Teks latihan
################

Layar tayang di Klik Film tanggal 13 Januari lalu, bersamaan dengan The Day Before The Wedding. Layar merupakan film arahan Ifa Isfansyah, yang skenarionya ia tulis bersama Ahmad Aditya. Seperti yang kita tahu, banyak karya baik yang pernah sang sineas garap, seperti Garuda di Dadaku, Sang Penari, Pendekar Tongkat Emas, Koki-Koki Cilik, Hoax dan masih banyak lagi. Ifa nampaknya sudah mencoba beragam genre dengan segmentasi penonton yang beragam pula. Lalu apakah Layar, hadir sebaik karya-karya sebelumnya?
Layar bercerita tentang Marni, seorang perempuan muda yang telah lama bekerja di Bioskop Merapi. Sayangnya bioskop tersebut terancam dijual karena dampak pandemi Covid-19. Marni yang sangat mencintai pekerjaannya, berusaha keras agar bioskop tersebut dapat beroperasi kembali.
Layar sebenarnya bisa menjadi film istimewa di awal tahun ini. Bagaimana tidak, di tengah lautan film horor, roman picisan, dan series latah bertema pekerja seks komersial, Layar bagaikan secercah harapan bagi penikmat film, untuk menonton sesuatu yang beda dan segar. Sebuah film dengan jajaran aktor dan aktris lokal yang sering tampil di film-film indie produksi anak Jogja. Terlebih, tema cerita yang diangkat unik, yaitu tentang pegawai bioskop.
Alih-alih penyegaran, namun banyak kelemahan yang membuat Layar untuk disebut film bagus saja, rasanya masih jauh. Perjuangan Marni (Siti Fauziyah) membuka bioskop kembali, terasa konyol. Sesuatu yang ia lawan adalah pandemi serta protokol pemerintah yang melarang bioskop dibuka. Kita tahu, aturan ini tidak berlaku hanya di Indonesia tapi global. Lalu, bagaimana bisa Marni yang tokoh perempuan pekerja keras dan cerdas ini, tidak berpikir ke arah sana. Bahkan, ia dan rekan-rekannya nekat mengadakan layar tancap yang jelas akan menimbulkan kerumunan.

################

Tugas
Menurut ulasan film Layar, di bioskop mana Marni bekerja? Kerjakan hanya berdasarkan teks ini.

(Cuplikan data)
################

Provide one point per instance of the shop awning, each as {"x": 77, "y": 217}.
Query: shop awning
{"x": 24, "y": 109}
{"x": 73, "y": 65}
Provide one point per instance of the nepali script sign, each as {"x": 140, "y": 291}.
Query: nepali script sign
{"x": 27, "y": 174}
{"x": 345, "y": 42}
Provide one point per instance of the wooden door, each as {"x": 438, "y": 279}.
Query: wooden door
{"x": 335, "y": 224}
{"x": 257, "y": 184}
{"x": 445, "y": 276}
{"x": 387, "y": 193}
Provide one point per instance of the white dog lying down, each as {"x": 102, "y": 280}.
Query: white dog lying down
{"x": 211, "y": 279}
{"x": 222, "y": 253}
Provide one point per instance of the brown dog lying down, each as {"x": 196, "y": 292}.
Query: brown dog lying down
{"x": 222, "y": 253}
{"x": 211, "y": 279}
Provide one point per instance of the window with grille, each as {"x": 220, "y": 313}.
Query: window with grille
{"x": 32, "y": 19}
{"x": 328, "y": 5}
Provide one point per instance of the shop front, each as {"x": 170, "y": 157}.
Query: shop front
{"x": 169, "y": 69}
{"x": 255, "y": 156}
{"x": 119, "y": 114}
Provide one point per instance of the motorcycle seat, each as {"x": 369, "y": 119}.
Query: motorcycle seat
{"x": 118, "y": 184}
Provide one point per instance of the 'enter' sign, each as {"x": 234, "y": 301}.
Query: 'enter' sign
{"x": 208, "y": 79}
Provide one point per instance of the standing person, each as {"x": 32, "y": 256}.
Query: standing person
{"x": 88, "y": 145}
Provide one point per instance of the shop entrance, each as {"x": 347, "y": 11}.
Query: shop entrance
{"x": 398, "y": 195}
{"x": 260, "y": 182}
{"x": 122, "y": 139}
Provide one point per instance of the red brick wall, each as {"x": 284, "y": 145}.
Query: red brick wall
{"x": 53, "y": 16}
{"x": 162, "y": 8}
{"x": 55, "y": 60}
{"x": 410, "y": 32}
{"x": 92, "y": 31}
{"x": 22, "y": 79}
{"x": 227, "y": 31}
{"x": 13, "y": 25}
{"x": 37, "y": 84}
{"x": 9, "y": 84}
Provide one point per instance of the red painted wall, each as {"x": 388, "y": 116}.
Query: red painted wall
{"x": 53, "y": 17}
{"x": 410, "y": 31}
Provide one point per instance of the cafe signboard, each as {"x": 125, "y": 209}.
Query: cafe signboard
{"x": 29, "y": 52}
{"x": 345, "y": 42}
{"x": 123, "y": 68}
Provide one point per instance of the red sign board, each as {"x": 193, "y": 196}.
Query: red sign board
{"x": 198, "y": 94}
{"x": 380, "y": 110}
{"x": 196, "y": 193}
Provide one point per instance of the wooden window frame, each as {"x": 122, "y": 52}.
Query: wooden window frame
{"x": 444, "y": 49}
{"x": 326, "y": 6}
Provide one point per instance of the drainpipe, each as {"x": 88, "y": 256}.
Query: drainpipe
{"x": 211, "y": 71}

################

Hasil latihan
Marni bekerja di Bioskop Merapi.